---------- Records supplied ----------

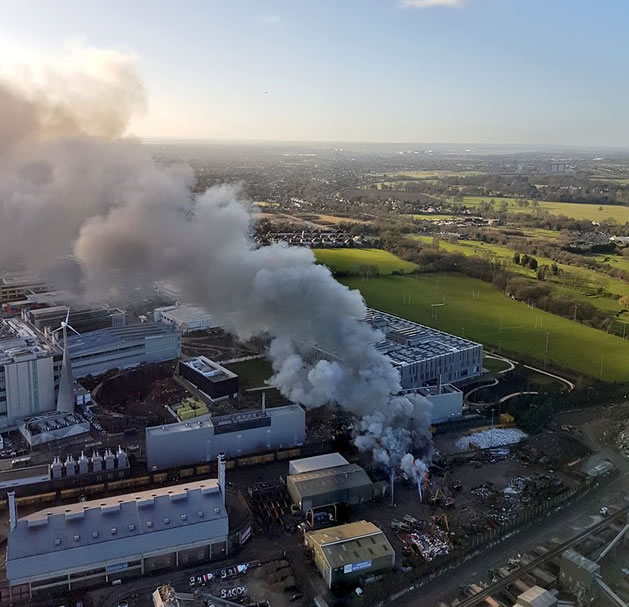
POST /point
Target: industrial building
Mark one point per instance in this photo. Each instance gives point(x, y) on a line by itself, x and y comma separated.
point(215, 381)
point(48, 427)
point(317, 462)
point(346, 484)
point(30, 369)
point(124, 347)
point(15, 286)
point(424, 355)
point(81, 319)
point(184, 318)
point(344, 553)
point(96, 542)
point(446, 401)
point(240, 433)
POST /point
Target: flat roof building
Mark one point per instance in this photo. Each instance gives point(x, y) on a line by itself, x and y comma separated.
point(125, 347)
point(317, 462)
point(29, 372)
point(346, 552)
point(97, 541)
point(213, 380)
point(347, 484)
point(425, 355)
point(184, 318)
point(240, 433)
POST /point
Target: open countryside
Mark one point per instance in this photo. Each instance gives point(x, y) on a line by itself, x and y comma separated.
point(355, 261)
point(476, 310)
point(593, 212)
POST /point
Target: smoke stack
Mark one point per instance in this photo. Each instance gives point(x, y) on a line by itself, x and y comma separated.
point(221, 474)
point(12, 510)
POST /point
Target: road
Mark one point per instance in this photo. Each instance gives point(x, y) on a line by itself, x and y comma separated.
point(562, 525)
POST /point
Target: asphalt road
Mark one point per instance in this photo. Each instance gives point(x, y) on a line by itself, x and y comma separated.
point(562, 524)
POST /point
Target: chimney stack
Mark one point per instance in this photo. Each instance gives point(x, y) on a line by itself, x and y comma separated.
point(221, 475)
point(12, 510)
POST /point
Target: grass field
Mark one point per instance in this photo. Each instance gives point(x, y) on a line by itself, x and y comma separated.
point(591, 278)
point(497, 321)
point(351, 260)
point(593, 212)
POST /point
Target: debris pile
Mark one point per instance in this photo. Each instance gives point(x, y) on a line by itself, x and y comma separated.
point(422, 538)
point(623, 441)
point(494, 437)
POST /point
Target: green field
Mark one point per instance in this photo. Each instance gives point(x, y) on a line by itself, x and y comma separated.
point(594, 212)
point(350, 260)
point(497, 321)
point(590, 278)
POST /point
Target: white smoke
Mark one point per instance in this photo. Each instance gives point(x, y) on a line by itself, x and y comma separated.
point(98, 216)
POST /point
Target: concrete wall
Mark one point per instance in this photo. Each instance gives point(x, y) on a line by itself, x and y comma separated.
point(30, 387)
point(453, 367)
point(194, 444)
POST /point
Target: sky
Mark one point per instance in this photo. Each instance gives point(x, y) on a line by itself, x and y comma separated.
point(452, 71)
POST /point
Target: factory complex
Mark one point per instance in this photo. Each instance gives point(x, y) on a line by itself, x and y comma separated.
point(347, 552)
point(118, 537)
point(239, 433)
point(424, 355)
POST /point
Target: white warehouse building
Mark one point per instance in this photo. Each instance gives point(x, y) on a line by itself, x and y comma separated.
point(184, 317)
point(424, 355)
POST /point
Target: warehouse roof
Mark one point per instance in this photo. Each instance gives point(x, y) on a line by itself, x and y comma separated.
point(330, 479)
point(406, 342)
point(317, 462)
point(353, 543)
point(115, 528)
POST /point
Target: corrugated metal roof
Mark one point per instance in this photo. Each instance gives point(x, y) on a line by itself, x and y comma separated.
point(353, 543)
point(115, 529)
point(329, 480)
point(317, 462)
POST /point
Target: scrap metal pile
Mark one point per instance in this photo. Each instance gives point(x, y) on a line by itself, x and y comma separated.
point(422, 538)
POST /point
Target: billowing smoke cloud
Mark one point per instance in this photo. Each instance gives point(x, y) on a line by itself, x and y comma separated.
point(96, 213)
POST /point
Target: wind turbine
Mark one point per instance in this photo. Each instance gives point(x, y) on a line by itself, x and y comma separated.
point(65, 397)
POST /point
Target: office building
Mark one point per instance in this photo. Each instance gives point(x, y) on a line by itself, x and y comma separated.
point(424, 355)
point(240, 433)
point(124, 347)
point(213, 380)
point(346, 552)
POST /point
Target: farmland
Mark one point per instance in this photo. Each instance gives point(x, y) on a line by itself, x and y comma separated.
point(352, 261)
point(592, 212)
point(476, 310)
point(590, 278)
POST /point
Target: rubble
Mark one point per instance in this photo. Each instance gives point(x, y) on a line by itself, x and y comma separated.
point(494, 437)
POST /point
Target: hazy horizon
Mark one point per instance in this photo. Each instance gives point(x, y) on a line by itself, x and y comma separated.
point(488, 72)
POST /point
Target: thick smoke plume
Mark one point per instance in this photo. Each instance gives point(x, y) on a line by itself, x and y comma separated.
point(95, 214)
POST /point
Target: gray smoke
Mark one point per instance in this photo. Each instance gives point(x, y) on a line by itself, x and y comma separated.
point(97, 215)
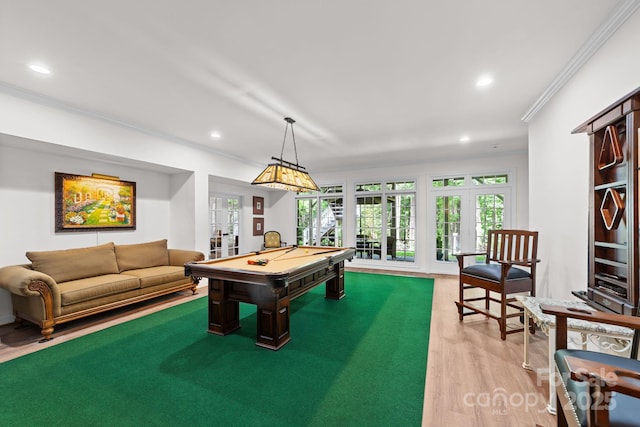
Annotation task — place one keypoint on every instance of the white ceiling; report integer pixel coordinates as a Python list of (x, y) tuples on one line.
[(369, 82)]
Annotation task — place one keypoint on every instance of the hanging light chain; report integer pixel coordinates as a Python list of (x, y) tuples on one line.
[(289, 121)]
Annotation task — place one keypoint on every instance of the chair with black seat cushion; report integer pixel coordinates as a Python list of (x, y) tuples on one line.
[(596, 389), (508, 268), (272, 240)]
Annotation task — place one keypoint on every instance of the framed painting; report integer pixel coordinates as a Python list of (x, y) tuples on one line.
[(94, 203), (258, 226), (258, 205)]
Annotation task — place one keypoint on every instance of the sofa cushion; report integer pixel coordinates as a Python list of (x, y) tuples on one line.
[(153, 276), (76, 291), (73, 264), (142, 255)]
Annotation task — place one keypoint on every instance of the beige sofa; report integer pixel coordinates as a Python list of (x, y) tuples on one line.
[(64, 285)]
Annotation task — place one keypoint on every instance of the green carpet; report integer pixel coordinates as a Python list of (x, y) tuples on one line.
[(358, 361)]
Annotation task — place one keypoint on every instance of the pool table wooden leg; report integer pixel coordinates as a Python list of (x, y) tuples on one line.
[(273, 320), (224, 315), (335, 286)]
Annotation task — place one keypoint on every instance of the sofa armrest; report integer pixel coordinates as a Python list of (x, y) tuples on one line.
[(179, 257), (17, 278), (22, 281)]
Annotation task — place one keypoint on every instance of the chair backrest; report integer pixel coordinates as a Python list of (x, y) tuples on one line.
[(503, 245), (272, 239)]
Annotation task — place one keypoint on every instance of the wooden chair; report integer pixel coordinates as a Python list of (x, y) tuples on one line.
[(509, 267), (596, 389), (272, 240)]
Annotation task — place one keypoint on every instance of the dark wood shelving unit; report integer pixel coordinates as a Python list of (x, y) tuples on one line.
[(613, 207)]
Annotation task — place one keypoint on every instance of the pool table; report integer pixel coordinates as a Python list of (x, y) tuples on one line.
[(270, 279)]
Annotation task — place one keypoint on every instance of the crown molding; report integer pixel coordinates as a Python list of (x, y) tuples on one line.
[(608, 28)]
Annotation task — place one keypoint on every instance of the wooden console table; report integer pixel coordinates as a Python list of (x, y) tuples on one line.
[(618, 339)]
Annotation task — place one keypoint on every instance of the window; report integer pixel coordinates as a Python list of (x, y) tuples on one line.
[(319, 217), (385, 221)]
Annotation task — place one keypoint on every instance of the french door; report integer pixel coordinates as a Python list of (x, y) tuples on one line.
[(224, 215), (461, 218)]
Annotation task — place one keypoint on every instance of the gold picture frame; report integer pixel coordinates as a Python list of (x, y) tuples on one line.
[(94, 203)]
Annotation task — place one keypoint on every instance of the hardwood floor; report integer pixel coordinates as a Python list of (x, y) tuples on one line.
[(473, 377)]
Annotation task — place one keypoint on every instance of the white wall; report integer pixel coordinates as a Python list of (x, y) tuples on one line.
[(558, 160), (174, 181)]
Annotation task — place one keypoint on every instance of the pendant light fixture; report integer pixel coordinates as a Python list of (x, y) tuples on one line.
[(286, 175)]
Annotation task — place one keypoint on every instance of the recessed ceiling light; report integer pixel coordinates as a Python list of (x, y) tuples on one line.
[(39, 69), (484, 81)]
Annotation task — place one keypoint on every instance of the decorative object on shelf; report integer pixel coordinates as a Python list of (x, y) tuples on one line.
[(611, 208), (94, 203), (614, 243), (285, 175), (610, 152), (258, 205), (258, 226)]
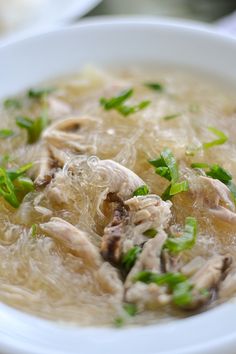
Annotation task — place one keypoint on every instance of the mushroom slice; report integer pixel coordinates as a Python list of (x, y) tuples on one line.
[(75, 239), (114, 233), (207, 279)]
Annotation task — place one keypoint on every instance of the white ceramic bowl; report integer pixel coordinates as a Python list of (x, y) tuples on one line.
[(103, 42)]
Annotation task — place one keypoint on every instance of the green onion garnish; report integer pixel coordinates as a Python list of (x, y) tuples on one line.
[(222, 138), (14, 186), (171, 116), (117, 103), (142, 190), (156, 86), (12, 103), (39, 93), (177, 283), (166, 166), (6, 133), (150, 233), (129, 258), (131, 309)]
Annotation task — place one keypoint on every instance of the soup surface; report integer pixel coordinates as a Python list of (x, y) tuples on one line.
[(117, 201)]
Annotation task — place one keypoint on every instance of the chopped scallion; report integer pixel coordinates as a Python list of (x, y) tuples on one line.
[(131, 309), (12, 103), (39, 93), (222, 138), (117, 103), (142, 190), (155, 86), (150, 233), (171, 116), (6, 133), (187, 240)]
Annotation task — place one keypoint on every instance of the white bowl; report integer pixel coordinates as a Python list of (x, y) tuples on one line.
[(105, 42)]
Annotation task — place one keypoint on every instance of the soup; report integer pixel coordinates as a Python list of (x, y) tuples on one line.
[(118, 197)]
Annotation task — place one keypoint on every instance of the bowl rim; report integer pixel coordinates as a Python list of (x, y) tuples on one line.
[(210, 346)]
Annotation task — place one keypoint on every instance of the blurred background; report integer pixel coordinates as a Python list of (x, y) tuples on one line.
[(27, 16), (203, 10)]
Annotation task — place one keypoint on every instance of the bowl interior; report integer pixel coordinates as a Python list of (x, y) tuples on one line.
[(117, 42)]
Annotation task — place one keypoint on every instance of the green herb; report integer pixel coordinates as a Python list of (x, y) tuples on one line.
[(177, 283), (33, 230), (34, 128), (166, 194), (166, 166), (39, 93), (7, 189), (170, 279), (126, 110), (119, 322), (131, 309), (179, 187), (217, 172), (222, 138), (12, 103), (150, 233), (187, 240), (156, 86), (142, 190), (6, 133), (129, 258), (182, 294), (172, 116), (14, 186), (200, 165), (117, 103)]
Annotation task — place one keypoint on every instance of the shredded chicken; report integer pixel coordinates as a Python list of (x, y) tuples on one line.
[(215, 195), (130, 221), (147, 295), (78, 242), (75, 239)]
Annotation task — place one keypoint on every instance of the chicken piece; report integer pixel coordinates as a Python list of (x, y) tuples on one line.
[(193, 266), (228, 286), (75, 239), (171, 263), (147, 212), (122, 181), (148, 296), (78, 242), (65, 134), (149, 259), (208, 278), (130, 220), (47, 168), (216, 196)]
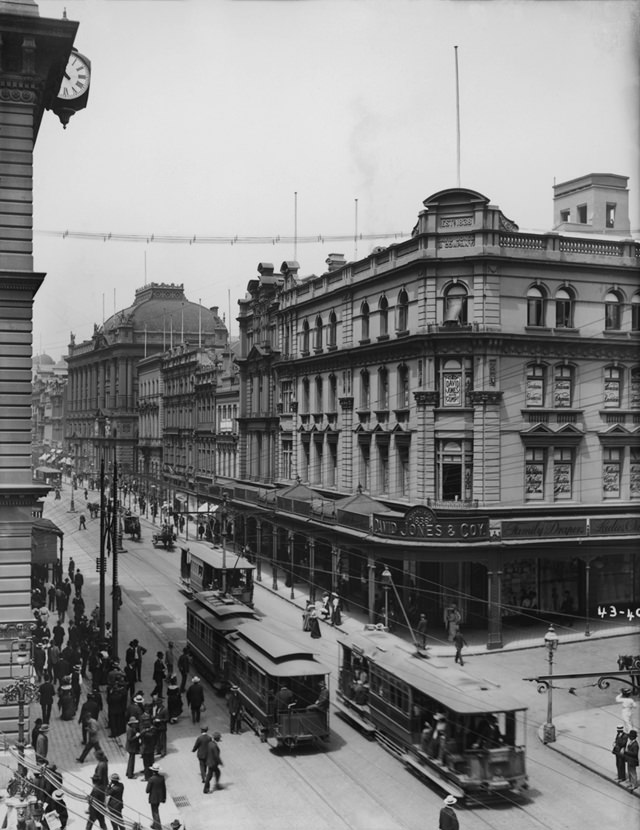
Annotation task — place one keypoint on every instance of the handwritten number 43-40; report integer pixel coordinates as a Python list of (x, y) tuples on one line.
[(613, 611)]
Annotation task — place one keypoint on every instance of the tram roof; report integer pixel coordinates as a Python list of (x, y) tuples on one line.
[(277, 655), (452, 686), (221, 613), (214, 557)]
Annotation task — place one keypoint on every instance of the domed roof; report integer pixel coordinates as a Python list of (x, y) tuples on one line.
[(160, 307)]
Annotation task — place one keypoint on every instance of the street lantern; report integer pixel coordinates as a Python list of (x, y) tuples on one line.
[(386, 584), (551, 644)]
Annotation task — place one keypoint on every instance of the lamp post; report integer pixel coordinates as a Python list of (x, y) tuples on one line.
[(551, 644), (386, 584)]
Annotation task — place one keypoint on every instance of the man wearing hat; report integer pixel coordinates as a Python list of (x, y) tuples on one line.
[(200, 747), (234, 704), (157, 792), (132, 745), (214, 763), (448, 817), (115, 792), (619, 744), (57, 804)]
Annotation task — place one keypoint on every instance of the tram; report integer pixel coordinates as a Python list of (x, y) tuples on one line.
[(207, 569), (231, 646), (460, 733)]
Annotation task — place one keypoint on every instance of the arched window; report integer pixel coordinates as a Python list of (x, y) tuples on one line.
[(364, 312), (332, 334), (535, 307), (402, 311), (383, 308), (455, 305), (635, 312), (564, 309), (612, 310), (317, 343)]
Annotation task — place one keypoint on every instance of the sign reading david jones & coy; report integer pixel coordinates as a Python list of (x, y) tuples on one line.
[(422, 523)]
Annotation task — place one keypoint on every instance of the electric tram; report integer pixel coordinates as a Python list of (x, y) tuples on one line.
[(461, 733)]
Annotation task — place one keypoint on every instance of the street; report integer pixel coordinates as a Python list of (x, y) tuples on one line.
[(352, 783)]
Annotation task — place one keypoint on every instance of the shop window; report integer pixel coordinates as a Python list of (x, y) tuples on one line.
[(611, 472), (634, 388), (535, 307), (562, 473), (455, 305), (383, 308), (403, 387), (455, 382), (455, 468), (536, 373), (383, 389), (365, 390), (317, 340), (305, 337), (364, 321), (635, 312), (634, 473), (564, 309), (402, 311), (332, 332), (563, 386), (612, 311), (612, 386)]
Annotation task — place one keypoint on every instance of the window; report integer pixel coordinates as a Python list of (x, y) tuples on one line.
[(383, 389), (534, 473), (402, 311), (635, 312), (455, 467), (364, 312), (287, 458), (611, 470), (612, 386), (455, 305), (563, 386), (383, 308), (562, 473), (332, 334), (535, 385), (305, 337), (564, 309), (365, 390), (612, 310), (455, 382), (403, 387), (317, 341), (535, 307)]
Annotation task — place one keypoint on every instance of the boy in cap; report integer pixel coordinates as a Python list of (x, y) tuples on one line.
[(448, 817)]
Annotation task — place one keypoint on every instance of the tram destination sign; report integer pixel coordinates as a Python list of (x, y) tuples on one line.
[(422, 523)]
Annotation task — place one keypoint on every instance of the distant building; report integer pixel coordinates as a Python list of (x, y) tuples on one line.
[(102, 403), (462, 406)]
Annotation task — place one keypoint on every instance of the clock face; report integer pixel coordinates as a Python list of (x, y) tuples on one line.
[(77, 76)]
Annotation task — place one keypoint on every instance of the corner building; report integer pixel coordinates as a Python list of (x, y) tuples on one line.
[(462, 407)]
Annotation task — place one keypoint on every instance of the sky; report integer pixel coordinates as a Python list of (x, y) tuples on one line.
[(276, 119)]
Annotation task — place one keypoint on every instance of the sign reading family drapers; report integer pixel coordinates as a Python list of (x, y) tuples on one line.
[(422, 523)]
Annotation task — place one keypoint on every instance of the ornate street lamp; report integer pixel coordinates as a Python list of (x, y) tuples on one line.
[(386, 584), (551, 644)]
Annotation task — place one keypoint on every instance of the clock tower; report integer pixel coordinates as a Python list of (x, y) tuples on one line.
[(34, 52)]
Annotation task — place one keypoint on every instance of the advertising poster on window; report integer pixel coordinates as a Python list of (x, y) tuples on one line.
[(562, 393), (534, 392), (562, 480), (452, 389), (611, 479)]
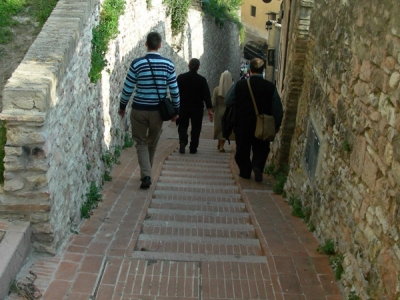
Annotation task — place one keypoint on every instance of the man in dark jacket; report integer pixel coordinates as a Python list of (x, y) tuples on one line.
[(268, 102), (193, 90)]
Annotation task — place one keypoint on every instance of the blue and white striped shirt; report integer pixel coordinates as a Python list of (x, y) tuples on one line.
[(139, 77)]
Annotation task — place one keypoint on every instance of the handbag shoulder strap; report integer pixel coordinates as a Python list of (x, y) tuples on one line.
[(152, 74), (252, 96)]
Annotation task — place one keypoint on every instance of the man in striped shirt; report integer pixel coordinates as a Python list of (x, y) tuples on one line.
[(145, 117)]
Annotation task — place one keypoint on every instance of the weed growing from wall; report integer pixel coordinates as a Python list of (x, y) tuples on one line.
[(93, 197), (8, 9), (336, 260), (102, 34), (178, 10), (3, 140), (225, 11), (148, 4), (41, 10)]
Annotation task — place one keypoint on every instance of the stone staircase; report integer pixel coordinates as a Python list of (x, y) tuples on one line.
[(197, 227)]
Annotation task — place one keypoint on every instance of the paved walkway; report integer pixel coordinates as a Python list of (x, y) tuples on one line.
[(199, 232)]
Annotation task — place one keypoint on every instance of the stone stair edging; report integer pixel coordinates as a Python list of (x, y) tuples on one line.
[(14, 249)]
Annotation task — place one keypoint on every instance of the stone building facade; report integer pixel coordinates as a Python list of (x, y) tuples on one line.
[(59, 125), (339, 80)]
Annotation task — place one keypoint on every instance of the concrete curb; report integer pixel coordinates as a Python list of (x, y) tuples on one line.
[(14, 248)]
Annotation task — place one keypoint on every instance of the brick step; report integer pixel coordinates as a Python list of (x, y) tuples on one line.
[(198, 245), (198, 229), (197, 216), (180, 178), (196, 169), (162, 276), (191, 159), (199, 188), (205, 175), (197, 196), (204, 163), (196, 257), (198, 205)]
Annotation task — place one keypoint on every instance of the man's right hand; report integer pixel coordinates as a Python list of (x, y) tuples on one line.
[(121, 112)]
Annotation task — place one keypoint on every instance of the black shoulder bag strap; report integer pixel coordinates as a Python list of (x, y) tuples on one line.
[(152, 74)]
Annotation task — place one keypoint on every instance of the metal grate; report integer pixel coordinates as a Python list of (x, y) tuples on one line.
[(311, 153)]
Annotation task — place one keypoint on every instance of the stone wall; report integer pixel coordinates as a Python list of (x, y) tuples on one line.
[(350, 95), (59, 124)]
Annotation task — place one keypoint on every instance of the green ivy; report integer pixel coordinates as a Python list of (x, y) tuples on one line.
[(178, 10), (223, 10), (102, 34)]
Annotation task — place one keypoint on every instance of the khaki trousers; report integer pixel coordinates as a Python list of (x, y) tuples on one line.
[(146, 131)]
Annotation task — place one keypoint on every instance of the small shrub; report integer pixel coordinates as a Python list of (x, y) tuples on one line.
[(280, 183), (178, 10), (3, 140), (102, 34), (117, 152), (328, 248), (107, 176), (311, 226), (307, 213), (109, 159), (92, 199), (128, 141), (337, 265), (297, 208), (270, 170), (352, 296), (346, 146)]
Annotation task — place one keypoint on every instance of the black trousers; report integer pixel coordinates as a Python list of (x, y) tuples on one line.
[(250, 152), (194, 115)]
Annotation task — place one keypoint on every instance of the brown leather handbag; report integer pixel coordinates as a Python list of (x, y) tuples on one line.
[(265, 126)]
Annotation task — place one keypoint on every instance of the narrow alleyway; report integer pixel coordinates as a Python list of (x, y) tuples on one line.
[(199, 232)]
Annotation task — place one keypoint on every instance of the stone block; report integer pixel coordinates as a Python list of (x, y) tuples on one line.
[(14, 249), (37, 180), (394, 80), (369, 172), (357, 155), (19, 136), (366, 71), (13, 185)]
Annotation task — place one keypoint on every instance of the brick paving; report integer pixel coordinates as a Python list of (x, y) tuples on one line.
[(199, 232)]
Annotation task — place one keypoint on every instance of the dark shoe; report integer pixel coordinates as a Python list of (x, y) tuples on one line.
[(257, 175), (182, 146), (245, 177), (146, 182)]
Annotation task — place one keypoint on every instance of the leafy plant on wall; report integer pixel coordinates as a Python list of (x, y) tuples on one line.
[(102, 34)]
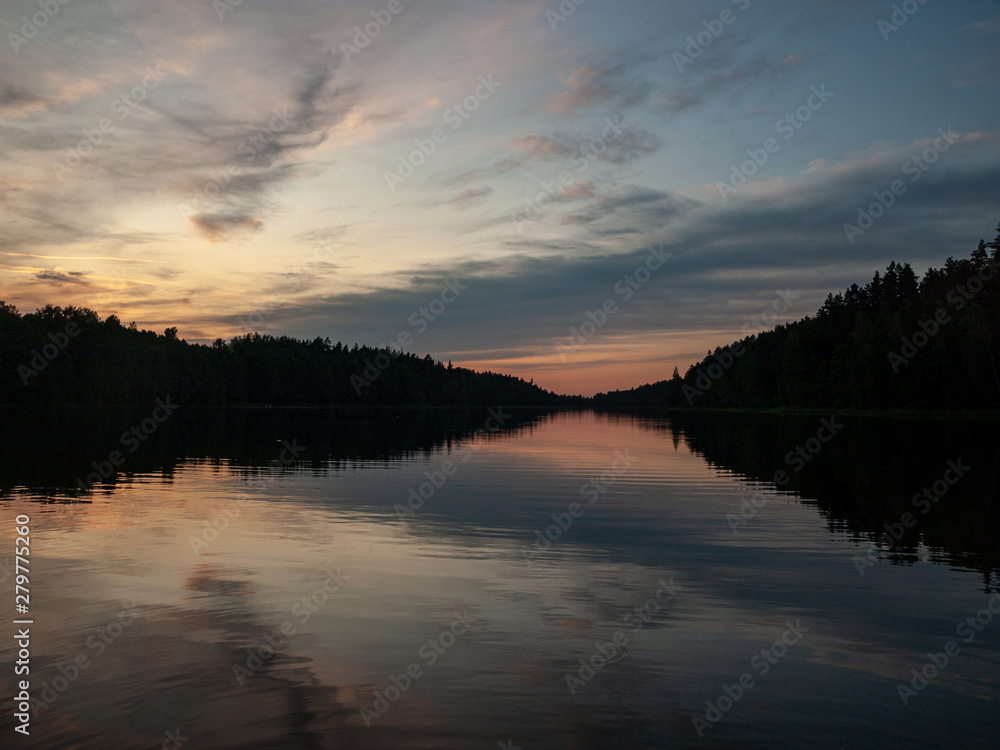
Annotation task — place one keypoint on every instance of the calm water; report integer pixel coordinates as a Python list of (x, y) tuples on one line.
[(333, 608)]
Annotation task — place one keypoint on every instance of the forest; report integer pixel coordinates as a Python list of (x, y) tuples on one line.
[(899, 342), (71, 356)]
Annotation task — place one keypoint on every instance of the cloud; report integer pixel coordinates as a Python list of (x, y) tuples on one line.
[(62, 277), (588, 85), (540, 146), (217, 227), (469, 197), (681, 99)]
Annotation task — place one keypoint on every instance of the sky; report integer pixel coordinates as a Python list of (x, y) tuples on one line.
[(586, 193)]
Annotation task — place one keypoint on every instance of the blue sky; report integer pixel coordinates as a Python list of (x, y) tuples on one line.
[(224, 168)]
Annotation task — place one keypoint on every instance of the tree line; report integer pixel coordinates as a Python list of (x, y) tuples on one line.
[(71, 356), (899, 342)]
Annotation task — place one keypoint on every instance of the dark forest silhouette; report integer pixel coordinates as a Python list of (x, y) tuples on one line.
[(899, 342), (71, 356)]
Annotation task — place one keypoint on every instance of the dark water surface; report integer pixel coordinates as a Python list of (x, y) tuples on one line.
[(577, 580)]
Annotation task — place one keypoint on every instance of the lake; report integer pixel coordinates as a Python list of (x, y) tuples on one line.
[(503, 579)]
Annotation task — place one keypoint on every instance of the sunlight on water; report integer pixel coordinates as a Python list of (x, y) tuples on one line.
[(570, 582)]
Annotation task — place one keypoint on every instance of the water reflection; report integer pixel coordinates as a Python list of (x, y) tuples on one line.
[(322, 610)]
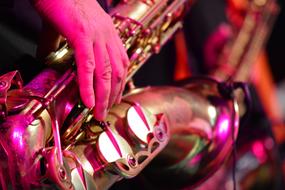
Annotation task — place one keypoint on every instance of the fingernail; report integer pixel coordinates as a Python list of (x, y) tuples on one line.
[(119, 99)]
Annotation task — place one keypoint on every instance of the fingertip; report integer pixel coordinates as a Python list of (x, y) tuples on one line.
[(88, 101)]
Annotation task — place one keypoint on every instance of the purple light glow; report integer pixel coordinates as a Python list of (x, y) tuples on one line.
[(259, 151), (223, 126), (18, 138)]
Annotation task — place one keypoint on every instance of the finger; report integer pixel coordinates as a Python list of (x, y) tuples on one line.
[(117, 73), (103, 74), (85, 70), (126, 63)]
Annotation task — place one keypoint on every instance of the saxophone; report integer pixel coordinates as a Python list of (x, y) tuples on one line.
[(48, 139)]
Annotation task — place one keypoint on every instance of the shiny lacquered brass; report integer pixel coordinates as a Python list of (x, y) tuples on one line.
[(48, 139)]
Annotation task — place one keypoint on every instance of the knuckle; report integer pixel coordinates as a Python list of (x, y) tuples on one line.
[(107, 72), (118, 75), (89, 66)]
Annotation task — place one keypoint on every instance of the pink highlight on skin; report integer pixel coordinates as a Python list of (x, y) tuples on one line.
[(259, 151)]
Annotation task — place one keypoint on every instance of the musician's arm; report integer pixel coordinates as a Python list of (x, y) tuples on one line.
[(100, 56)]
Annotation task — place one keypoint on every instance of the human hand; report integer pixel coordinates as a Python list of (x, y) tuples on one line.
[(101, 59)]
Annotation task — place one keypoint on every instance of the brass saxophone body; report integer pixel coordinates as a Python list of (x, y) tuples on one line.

----------

Required action ::
Above are the records; repeat their lines from the first through the line containing "Target: smoke stack", and leave out each picture.

Output of the task ::
POST /point
Target: industrial building
Mark one point per instance in this photo. Each instance gives point(x, y) on a line by itself, x and y comma separated.
point(215, 381)
point(48, 427)
point(317, 462)
point(346, 484)
point(30, 369)
point(124, 347)
point(15, 286)
point(424, 355)
point(81, 319)
point(184, 318)
point(344, 553)
point(96, 542)
point(446, 401)
point(240, 433)
POST /point
Target: flat roof building
Mark one point per instance in this photo. Each instance gives point(x, y) on a line by itself, x and y comma separated.
point(125, 347)
point(317, 462)
point(29, 372)
point(346, 552)
point(97, 541)
point(213, 380)
point(347, 484)
point(425, 355)
point(184, 318)
point(240, 433)
POST /point
Target: open countryside
Mark one point per instance in this photo. Each instance gives point(x, y) on a line by itself, x and y comma separated.
point(355, 261)
point(476, 310)
point(593, 212)
POST /point
Target: smoke stack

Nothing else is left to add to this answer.